-- Opening Marker --

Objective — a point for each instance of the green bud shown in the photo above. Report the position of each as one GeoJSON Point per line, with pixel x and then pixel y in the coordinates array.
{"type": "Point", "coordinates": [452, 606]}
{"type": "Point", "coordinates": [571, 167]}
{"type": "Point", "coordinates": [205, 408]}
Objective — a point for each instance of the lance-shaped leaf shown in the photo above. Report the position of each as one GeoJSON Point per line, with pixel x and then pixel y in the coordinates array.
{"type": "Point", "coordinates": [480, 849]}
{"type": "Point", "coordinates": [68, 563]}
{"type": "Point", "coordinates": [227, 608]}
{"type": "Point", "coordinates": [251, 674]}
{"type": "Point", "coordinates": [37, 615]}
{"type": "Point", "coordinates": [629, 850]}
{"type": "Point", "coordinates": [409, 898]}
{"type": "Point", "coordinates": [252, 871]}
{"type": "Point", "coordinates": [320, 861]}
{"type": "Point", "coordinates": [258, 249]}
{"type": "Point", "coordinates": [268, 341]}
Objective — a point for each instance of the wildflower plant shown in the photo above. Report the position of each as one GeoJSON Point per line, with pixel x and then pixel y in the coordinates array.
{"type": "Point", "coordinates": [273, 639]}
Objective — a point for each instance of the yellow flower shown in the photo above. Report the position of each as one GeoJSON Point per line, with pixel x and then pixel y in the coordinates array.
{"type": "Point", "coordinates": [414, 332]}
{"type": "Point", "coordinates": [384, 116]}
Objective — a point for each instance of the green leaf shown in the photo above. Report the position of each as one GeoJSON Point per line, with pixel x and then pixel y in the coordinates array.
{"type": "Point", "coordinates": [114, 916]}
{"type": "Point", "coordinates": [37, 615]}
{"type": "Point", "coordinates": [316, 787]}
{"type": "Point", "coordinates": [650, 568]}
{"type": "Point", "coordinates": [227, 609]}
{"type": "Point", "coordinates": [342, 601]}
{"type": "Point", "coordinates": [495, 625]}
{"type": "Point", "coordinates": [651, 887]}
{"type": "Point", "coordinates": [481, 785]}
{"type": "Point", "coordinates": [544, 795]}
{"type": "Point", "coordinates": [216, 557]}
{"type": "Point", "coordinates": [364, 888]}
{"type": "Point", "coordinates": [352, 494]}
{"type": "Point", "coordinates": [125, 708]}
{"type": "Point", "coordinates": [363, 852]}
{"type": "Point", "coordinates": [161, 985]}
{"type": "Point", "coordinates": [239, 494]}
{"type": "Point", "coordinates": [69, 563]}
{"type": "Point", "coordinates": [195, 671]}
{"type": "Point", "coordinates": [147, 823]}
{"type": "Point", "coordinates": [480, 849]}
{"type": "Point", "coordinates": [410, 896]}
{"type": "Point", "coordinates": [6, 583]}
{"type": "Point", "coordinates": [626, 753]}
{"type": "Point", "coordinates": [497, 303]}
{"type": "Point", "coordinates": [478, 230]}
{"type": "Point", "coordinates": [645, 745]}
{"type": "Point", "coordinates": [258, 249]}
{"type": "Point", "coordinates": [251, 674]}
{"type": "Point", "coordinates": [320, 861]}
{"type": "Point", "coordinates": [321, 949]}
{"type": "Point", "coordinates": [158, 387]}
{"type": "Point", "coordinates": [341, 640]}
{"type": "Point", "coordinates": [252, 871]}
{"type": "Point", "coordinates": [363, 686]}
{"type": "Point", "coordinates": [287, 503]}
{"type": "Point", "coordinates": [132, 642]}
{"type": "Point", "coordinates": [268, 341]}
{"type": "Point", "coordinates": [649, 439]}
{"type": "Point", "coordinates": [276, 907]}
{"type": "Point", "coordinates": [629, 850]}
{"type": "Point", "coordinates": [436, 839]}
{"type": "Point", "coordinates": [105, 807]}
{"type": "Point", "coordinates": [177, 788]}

-- Closing Marker --

Each record above needs to be written out exactly, with nothing left out.

Objective — a point for each instance of the green bud shown in the photo above. Report the position of each as one GeoJSON Point per line, with pixel x and then pixel y in the coordinates array.
{"type": "Point", "coordinates": [452, 606]}
{"type": "Point", "coordinates": [571, 167]}
{"type": "Point", "coordinates": [205, 408]}
Objective — a point for each instance of the lance-shaped leaf shown in the photo above. Report the position of each as one GeoJSON Point per line, with pixel x and then pixel y in the coordinates array.
{"type": "Point", "coordinates": [480, 849]}
{"type": "Point", "coordinates": [68, 563]}
{"type": "Point", "coordinates": [227, 608]}
{"type": "Point", "coordinates": [251, 674]}
{"type": "Point", "coordinates": [37, 615]}
{"type": "Point", "coordinates": [629, 850]}
{"type": "Point", "coordinates": [409, 898]}
{"type": "Point", "coordinates": [252, 871]}
{"type": "Point", "coordinates": [320, 861]}
{"type": "Point", "coordinates": [258, 249]}
{"type": "Point", "coordinates": [268, 341]}
Objective — a point for each instance of the wildflower plant shown in the photo above. Report the position of each as one GeoJSON Point per line, with pixel x and then pixel y in the coordinates array.
{"type": "Point", "coordinates": [273, 639]}
Objective — a point for each instance of the yellow flower shown in the photo above. Report the position of each as one GeoJSON Point per line, with pixel x and then pixel y in the coordinates array.
{"type": "Point", "coordinates": [414, 332]}
{"type": "Point", "coordinates": [384, 116]}
Objective — a point for each instance of the green leaf shown in the photo above. Report the position of each as one GeoJSON Point per line, with pixel x and then pixel y in the coordinates array.
{"type": "Point", "coordinates": [114, 916]}
{"type": "Point", "coordinates": [37, 615]}
{"type": "Point", "coordinates": [316, 787]}
{"type": "Point", "coordinates": [650, 568]}
{"type": "Point", "coordinates": [227, 609]}
{"type": "Point", "coordinates": [342, 601]}
{"type": "Point", "coordinates": [495, 625]}
{"type": "Point", "coordinates": [651, 887]}
{"type": "Point", "coordinates": [481, 785]}
{"type": "Point", "coordinates": [544, 795]}
{"type": "Point", "coordinates": [216, 557]}
{"type": "Point", "coordinates": [364, 888]}
{"type": "Point", "coordinates": [352, 494]}
{"type": "Point", "coordinates": [125, 708]}
{"type": "Point", "coordinates": [363, 852]}
{"type": "Point", "coordinates": [161, 985]}
{"type": "Point", "coordinates": [239, 494]}
{"type": "Point", "coordinates": [69, 563]}
{"type": "Point", "coordinates": [195, 671]}
{"type": "Point", "coordinates": [147, 823]}
{"type": "Point", "coordinates": [480, 849]}
{"type": "Point", "coordinates": [410, 896]}
{"type": "Point", "coordinates": [6, 583]}
{"type": "Point", "coordinates": [626, 753]}
{"type": "Point", "coordinates": [497, 303]}
{"type": "Point", "coordinates": [478, 230]}
{"type": "Point", "coordinates": [645, 745]}
{"type": "Point", "coordinates": [258, 249]}
{"type": "Point", "coordinates": [251, 674]}
{"type": "Point", "coordinates": [320, 861]}
{"type": "Point", "coordinates": [321, 949]}
{"type": "Point", "coordinates": [158, 387]}
{"type": "Point", "coordinates": [341, 640]}
{"type": "Point", "coordinates": [252, 871]}
{"type": "Point", "coordinates": [363, 686]}
{"type": "Point", "coordinates": [287, 503]}
{"type": "Point", "coordinates": [132, 642]}
{"type": "Point", "coordinates": [268, 341]}
{"type": "Point", "coordinates": [649, 439]}
{"type": "Point", "coordinates": [276, 907]}
{"type": "Point", "coordinates": [629, 850]}
{"type": "Point", "coordinates": [436, 839]}
{"type": "Point", "coordinates": [105, 807]}
{"type": "Point", "coordinates": [177, 788]}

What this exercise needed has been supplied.